[start Input for this task]

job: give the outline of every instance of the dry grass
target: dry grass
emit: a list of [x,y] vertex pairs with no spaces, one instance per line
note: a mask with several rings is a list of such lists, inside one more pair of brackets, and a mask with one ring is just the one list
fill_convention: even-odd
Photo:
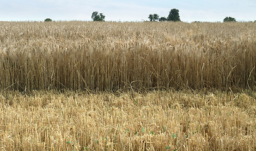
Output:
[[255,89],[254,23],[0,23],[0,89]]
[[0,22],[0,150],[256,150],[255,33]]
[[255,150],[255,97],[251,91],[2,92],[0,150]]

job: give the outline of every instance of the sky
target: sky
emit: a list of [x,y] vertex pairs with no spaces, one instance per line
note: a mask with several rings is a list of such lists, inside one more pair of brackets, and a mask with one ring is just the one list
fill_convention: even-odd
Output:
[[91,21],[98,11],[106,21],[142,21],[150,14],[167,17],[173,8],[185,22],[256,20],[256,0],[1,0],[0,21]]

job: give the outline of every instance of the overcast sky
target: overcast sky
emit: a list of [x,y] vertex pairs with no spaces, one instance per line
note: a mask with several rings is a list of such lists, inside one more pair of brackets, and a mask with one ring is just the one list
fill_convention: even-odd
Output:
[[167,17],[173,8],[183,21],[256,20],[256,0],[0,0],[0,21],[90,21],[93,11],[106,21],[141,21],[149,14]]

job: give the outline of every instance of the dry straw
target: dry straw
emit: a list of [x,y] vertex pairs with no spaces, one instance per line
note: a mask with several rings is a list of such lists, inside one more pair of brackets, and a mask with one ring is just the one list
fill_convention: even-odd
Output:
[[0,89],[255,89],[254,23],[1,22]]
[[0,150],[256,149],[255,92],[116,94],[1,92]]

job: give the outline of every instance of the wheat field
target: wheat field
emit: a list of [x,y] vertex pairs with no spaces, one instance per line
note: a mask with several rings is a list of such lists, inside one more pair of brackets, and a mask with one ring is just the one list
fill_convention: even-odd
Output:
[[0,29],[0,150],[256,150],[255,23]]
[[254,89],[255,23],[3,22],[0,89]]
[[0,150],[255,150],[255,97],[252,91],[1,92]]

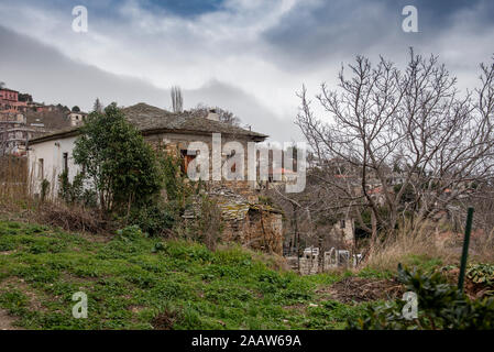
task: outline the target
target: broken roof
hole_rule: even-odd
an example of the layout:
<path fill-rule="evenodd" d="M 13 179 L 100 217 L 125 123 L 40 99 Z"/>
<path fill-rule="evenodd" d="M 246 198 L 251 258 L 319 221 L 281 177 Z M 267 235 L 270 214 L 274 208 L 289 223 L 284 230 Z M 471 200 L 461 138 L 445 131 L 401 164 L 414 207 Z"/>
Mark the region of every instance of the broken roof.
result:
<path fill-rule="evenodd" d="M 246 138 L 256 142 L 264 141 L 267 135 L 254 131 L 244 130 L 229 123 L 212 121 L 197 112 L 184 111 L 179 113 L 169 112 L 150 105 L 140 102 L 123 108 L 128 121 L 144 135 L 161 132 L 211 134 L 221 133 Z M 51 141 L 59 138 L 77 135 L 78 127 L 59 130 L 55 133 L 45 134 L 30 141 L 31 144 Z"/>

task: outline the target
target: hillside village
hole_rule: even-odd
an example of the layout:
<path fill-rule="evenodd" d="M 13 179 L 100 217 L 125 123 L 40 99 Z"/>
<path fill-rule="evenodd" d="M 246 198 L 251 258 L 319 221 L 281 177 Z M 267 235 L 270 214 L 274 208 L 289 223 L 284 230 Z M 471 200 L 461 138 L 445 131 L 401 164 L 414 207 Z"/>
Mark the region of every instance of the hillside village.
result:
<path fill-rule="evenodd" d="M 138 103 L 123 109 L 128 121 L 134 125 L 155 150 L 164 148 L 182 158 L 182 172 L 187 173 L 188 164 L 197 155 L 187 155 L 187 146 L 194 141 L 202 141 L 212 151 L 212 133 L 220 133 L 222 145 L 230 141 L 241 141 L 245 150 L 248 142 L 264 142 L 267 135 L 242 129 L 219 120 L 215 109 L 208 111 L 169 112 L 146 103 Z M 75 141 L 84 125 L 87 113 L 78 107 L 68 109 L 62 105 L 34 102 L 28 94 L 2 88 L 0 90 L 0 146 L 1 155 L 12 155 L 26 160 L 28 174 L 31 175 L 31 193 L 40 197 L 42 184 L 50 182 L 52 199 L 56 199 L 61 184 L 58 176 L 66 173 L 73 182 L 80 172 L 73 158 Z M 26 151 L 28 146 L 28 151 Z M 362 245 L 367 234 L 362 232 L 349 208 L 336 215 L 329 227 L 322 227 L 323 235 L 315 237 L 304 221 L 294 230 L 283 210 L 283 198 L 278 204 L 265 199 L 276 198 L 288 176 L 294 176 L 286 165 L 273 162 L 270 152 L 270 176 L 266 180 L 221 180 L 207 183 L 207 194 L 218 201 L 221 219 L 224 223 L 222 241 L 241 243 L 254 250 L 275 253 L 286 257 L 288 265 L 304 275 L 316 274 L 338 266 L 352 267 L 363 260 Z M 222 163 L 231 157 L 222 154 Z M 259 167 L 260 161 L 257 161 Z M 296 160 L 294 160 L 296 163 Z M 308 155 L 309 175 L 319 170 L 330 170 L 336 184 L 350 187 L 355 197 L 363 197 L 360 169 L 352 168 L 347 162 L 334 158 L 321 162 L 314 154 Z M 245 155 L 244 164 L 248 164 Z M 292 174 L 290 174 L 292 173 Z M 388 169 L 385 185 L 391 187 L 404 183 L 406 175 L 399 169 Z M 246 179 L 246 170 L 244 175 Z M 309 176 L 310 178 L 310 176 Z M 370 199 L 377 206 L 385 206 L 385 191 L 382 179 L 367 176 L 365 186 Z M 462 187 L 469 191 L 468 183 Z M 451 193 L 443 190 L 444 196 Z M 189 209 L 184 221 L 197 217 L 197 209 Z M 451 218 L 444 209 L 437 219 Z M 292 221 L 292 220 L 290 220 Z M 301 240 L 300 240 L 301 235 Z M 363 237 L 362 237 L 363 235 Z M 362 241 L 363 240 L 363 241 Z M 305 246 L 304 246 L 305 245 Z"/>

[end Input for this task]

■ Given instruction
Update all of the data above by changing every "even-odd" to "evenodd" and leaving everything else untouched. Omit the pictures from your copy.

■ Answer to the exercise
job: give the outline of every instance of the dry grass
target: dry grass
emit: a list of [x,y] vertex pairs with no spaces, one instance per line
note: a mask with several rings is a list of such lists, inside one more pair of brackets, and a mask with one ring is just the one list
fill_convention: evenodd
Photo:
Output:
[[255,89],[254,23],[0,23],[0,89]]
[[0,22],[0,150],[256,150],[255,33]]
[[255,150],[255,97],[251,91],[2,92],[0,150]]

job: give the outline of every instance of the sky
target: sky
emit: a list of [x,y] vertex pairs with no spaces, one instance per line
note: a mask with several rings is a list of such lists, inside one more pair of brackets, and a mask with one ring is just the one list
fill_convention: evenodd
Output:
[[91,21],[98,11],[106,21],[142,21],[150,14],[167,17],[173,8],[185,22],[256,20],[256,0],[1,0],[0,21]]

job: give the outline of every instance of the overcast sky
target: overcast sky
emit: a list of [x,y] vertex pairs with no spaces, one instance per line
note: a mask with several rings is a list of such lists, inside one more pair of brackets, and a mask with one ring is just the one list
fill_convention: evenodd
Output:
[[167,17],[173,8],[183,21],[256,20],[256,0],[0,0],[0,21],[90,21],[93,11],[106,21],[141,21],[149,14]]

job: give the outline of every instance of the dry straw
target: dry straw
emit: a list of [x,y] vertex pairs with no spaces, one instance per line
note: a mask with several rings is a list of such lists, inside one more pair of brackets, and a mask with one ring is just the one list
fill_convention: evenodd
Output:
[[0,89],[255,89],[254,23],[1,22]]
[[0,150],[256,149],[255,92],[116,94],[1,92]]

job: give the outline of every instance of the wheat field
target: wheat field
emit: a list of [x,y] vertex pairs with no spaces, one instance per line
note: a mask with several rings is a list of such lists, inside one more pair of brackets, and a mask with one ring is just the one list
fill_convention: evenodd
Output:
[[0,29],[0,150],[256,150],[255,23]]
[[254,89],[255,23],[3,22],[0,89]]
[[0,150],[255,150],[255,97],[252,91],[1,92]]

task: outline the target
target: broken roof
hole_rule: evenodd
an example of the layout:
<path fill-rule="evenodd" d="M 13 179 L 100 217 L 125 123 L 40 99 Z"/>
<path fill-rule="evenodd" d="M 246 198 L 251 258 L 319 221 L 281 177 Z M 267 235 L 270 214 L 274 208 L 289 223 L 284 230 Z M 471 200 L 461 138 L 445 131 L 401 164 L 414 207 Z"/>
Mark the region of every instance of the broken roof.
result:
<path fill-rule="evenodd" d="M 246 138 L 256 142 L 264 141 L 267 135 L 254 131 L 244 130 L 229 123 L 212 121 L 197 112 L 184 111 L 179 113 L 169 112 L 150 105 L 140 102 L 123 108 L 128 121 L 144 135 L 161 132 L 211 134 L 221 133 Z M 51 141 L 59 138 L 77 135 L 78 127 L 59 130 L 55 133 L 45 134 L 30 141 L 31 144 Z"/>

task: outline the target
target: hillside village
hole_rule: evenodd
an example of the layout:
<path fill-rule="evenodd" d="M 13 179 L 100 217 L 125 123 L 40 99 Z"/>
<path fill-rule="evenodd" d="M 246 198 L 251 258 L 319 221 L 281 177 Z M 267 235 L 270 214 L 274 208 L 289 223 L 284 230 Z M 471 200 L 461 138 L 445 131 L 401 164 L 414 207 Z"/>
Mark the region of every instance of the hillside village.
result:
<path fill-rule="evenodd" d="M 138 103 L 123 109 L 128 121 L 134 125 L 155 150 L 164 148 L 182 158 L 182 172 L 187 173 L 188 164 L 197 155 L 187 155 L 187 146 L 194 141 L 202 141 L 212 151 L 212 133 L 220 133 L 222 145 L 230 141 L 241 141 L 245 150 L 248 142 L 264 142 L 267 135 L 242 129 L 219 120 L 215 109 L 208 111 L 169 112 L 146 103 Z M 75 141 L 84 125 L 87 113 L 78 107 L 68 109 L 62 105 L 34 102 L 28 94 L 2 88 L 0 90 L 0 146 L 1 155 L 12 155 L 26 160 L 28 174 L 31 175 L 31 193 L 40 197 L 42 184 L 50 182 L 52 199 L 56 199 L 61 184 L 58 176 L 66 173 L 73 182 L 80 172 L 73 158 Z M 26 151 L 28 146 L 28 151 Z M 362 245 L 367 234 L 362 232 L 349 208 L 336 215 L 329 227 L 322 227 L 323 235 L 315 237 L 304 221 L 294 230 L 283 210 L 283 198 L 278 204 L 265 199 L 276 198 L 288 176 L 294 176 L 286 165 L 273 162 L 270 152 L 270 176 L 266 180 L 221 180 L 207 183 L 207 194 L 218 201 L 221 219 L 224 223 L 222 241 L 241 243 L 254 250 L 275 253 L 286 257 L 288 265 L 304 275 L 316 274 L 338 266 L 352 267 L 363 260 Z M 222 163 L 231 157 L 222 154 Z M 259 167 L 260 161 L 257 161 Z M 296 160 L 294 160 L 296 163 Z M 308 155 L 309 175 L 319 170 L 330 170 L 336 184 L 350 187 L 355 197 L 363 197 L 360 169 L 352 168 L 347 162 L 334 158 L 321 162 L 314 154 Z M 245 155 L 244 164 L 248 164 Z M 292 174 L 290 174 L 292 173 Z M 388 169 L 385 185 L 391 187 L 404 183 L 406 175 L 399 169 Z M 246 179 L 246 170 L 244 175 Z M 309 176 L 310 178 L 310 176 Z M 370 199 L 377 206 L 385 206 L 385 191 L 382 179 L 367 176 L 365 186 Z M 462 187 L 469 191 L 468 183 Z M 451 193 L 443 190 L 444 196 Z M 189 209 L 184 221 L 197 217 L 197 209 Z M 451 218 L 444 209 L 437 219 Z M 292 221 L 292 220 L 290 220 Z M 301 240 L 300 240 L 301 235 Z M 363 237 L 362 237 L 363 235 Z M 362 241 L 363 240 L 363 241 Z M 305 246 L 304 246 L 305 245 Z"/>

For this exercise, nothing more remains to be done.